* start GIVEN TEXT *
Saag Paneer
Ingredients:
4 c. Spinach**
1-2 Chopped Green Chilis
8-10 Cashew Nuts
2 whole Cardamoms
1 inch Cinnamon
2 whole Cloves
1/8 tsp Cumin Seeds
Onion
Ginger Garlic Paste
1/2 c. Tomatoes, chopped
1/2 tsp Garam Masala
1/2 tsp Fenugreek (Kasuri Methi)
5-6 ounces Paneer, cubed
Cream, optional
** Feel free to use a mix of spinach and other greens like mustard greens, radish greens, and fenugreek leaves.
Clean the spinach and greens thoroughly. Only keep the freshest and tender leaves & stems. Large stems should be discarded. The secret to good Indian dishes is attention to detail and fresh ingredients.
* end GIVEN TEXT *
* start MATERIAL FOR THIS TASK *
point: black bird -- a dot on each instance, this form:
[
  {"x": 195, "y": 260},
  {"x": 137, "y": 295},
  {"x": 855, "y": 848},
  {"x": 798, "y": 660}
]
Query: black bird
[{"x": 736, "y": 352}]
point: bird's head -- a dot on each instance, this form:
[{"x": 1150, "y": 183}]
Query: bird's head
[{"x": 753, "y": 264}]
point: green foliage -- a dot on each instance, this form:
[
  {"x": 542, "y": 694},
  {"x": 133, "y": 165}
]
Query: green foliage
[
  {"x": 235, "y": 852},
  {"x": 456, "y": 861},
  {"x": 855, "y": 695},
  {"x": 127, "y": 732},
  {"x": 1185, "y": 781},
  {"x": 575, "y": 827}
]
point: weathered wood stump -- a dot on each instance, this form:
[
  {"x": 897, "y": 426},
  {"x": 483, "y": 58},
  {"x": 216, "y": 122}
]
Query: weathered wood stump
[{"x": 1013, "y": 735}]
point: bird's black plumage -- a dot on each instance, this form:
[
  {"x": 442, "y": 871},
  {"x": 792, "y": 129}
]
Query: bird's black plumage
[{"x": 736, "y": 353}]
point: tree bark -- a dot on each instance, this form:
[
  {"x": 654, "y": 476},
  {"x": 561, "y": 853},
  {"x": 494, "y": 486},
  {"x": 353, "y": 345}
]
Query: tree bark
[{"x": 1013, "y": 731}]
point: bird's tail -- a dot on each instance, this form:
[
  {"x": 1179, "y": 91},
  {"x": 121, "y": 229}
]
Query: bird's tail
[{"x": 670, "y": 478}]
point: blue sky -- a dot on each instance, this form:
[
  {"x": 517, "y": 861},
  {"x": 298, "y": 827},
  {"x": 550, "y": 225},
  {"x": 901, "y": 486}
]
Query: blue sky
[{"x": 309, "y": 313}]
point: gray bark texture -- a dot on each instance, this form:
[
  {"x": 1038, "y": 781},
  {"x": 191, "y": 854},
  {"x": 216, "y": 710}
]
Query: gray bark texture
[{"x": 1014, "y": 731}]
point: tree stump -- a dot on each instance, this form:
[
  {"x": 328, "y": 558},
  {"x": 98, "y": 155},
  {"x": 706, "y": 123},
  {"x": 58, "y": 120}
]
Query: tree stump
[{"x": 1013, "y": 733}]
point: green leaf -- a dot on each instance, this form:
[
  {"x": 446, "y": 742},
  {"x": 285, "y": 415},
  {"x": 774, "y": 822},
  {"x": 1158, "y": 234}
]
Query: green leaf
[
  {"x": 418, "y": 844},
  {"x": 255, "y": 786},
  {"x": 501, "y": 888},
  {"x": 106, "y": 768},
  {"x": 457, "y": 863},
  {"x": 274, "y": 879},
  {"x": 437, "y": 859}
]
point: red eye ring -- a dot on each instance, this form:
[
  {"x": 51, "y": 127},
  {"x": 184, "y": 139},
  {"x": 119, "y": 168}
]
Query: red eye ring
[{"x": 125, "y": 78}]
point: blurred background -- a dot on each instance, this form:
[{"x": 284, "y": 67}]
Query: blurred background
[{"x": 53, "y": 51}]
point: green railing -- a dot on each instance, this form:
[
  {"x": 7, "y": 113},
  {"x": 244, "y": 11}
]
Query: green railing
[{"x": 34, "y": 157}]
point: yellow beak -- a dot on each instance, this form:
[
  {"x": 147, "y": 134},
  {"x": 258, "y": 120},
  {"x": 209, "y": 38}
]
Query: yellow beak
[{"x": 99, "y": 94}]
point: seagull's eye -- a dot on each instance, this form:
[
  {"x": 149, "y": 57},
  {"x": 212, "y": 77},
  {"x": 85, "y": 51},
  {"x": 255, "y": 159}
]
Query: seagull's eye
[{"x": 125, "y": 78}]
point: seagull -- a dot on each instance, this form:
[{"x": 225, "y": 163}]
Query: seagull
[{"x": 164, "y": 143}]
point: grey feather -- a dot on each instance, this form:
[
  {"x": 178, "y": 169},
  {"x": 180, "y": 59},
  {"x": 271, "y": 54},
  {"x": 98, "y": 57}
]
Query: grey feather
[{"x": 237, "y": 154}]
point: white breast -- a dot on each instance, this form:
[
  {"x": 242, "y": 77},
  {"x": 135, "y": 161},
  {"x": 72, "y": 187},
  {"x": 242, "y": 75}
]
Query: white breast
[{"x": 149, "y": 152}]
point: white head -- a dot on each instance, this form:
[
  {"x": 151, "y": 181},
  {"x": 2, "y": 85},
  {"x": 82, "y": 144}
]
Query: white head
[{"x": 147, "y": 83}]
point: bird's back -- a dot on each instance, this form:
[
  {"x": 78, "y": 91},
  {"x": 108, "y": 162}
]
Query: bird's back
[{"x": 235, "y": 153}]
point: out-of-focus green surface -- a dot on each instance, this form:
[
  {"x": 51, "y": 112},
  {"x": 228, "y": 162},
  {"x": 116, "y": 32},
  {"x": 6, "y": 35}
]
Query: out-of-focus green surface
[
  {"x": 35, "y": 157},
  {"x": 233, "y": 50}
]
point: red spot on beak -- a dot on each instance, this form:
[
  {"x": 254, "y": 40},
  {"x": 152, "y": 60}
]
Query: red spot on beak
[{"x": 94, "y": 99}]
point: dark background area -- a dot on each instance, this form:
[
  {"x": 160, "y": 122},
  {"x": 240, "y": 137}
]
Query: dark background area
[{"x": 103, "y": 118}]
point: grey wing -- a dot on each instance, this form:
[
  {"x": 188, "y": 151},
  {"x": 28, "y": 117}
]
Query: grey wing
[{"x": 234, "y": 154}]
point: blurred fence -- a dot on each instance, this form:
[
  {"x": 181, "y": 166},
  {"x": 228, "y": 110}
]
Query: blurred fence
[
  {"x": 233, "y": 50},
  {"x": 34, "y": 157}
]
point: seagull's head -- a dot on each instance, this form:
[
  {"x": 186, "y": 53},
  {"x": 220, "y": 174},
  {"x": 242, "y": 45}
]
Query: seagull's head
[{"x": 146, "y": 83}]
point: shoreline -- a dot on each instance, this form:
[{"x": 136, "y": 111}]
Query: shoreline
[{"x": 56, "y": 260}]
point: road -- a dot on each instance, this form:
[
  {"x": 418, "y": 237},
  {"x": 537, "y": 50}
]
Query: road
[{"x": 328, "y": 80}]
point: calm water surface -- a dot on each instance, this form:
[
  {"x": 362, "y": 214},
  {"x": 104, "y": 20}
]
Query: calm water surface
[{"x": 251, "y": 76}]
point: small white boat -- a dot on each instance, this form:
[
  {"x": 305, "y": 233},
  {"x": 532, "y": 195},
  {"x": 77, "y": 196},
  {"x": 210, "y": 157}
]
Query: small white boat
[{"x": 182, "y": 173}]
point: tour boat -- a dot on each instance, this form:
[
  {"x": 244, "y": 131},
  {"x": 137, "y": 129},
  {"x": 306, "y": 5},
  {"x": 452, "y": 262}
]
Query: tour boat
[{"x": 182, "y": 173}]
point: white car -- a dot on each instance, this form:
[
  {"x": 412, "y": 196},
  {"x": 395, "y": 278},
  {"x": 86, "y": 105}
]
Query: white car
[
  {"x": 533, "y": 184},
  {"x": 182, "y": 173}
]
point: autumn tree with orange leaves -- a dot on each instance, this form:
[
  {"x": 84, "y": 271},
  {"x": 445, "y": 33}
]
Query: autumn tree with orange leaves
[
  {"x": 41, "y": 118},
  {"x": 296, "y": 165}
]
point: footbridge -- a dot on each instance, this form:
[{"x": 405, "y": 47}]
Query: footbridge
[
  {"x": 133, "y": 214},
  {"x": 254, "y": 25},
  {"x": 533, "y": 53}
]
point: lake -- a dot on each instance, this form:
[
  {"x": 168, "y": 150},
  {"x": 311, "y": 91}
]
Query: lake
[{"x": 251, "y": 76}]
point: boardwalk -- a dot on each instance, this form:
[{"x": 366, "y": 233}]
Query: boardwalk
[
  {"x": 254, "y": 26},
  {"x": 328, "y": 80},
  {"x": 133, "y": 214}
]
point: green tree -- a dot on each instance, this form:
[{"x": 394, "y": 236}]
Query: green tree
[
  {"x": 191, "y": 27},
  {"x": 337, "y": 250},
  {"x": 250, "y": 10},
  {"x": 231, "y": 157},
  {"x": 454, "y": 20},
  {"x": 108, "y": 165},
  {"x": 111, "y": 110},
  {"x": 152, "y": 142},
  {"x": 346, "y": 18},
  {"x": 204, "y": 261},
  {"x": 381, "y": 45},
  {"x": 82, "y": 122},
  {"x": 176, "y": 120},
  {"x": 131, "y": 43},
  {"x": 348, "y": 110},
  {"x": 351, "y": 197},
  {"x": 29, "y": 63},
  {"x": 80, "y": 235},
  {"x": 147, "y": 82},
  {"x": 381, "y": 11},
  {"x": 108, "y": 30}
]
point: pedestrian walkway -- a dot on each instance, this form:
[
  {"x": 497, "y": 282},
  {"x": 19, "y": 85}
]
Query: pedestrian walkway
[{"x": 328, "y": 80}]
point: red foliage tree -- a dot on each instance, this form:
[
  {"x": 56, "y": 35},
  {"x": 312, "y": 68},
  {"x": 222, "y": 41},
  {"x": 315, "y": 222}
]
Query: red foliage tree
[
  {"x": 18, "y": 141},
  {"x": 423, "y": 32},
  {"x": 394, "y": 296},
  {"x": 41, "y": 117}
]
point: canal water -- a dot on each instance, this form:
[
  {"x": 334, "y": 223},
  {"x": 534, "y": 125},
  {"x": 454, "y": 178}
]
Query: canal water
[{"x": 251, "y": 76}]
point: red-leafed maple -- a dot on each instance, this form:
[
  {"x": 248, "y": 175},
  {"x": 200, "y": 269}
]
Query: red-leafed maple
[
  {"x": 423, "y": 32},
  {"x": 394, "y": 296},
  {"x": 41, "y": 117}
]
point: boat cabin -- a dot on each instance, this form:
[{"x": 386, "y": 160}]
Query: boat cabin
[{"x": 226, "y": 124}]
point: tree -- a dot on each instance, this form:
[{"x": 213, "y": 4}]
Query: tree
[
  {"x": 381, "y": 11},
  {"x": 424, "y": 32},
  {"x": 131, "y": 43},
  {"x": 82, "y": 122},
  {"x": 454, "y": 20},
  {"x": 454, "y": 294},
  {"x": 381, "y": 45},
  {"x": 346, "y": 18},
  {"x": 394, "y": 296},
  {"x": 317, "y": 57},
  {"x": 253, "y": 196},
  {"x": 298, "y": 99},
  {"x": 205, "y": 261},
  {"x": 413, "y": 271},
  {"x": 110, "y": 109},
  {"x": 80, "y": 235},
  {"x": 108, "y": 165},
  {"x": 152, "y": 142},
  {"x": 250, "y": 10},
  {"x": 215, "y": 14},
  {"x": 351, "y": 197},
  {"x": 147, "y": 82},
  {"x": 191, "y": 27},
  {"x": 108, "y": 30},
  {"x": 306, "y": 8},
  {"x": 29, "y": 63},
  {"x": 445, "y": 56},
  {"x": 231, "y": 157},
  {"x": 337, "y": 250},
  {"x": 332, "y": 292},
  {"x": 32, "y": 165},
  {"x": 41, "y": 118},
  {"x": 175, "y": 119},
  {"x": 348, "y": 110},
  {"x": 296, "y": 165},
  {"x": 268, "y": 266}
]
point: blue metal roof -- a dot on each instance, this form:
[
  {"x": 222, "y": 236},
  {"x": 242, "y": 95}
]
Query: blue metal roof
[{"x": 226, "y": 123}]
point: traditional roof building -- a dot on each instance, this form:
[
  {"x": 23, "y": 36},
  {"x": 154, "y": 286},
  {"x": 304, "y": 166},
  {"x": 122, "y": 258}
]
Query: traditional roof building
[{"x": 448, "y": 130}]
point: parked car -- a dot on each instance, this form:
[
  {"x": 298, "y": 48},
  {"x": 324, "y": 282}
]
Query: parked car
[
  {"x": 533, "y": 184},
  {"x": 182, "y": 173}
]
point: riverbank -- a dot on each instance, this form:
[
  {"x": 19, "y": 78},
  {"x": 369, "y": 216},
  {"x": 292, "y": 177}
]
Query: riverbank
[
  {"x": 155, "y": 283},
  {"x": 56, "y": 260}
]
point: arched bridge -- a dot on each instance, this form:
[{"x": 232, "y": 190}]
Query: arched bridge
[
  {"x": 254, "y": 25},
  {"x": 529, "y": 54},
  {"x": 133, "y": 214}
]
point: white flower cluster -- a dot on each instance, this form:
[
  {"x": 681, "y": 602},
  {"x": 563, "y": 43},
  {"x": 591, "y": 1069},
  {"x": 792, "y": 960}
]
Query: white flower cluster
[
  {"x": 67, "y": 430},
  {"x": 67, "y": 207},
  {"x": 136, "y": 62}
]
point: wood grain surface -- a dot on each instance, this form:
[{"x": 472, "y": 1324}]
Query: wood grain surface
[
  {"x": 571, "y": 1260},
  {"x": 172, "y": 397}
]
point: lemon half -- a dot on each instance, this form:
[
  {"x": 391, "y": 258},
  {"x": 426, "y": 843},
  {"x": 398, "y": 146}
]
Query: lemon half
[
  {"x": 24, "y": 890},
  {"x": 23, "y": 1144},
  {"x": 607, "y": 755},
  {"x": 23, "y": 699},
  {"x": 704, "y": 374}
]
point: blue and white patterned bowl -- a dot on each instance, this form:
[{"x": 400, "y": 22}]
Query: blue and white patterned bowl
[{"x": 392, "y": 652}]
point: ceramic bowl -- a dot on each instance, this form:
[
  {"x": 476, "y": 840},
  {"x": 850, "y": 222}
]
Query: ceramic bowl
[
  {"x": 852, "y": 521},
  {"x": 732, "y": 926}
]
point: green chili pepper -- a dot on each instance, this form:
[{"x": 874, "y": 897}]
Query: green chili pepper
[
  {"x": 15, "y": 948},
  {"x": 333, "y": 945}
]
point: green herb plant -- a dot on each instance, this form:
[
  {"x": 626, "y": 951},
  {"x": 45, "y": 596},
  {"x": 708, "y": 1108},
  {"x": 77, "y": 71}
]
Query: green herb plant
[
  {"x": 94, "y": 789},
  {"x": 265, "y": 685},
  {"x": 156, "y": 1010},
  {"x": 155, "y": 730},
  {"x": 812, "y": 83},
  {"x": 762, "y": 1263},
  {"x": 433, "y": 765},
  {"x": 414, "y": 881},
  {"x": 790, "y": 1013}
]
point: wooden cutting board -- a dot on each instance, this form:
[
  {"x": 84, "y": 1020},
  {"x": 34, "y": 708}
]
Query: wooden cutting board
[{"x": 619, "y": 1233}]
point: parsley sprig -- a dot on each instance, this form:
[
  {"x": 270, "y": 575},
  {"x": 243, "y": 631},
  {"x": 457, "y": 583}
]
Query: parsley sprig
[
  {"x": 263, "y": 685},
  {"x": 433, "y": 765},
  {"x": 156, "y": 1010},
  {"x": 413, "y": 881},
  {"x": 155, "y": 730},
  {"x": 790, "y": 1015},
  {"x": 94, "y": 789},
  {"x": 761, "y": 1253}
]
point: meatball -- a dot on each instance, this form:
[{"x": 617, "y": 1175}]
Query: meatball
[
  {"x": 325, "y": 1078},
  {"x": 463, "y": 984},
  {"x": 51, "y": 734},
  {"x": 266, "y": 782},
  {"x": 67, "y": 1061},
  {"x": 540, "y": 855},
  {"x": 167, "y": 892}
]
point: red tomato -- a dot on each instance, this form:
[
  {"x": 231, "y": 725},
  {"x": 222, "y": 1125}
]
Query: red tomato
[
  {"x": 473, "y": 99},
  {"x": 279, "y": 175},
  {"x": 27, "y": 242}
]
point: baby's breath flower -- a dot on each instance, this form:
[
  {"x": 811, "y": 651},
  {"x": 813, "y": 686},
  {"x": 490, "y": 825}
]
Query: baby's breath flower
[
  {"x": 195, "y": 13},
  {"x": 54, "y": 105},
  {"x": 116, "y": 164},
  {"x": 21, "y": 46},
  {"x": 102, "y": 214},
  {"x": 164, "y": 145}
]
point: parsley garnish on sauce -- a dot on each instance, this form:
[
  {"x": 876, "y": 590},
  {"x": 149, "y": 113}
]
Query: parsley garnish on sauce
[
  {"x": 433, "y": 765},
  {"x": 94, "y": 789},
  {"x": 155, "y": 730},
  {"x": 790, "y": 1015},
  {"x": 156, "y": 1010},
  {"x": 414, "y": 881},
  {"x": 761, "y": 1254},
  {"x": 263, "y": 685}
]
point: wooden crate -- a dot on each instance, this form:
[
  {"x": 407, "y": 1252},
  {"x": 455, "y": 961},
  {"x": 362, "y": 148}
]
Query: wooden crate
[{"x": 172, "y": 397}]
* end MATERIAL FOR THIS TASK *
• DIRECTION 1:
Repeat, word for word, the stretch of the saag paneer recipe from "5-6 ounces Paneer, cubed" through "and fenugreek leaves.".
• DIRECTION 2:
Give only the number of lines in the rows that contain the string "orange".
The saag paneer recipe has no connection to the rows.

• CORRECT ANSWER 1:
5-6 ounces Paneer, cubed
Cream, optional
** Feel free to use a mix of spinach and other greens like mustard greens, radish greens, and fenugreek leaves.

• CORRECT ANSWER 2:
2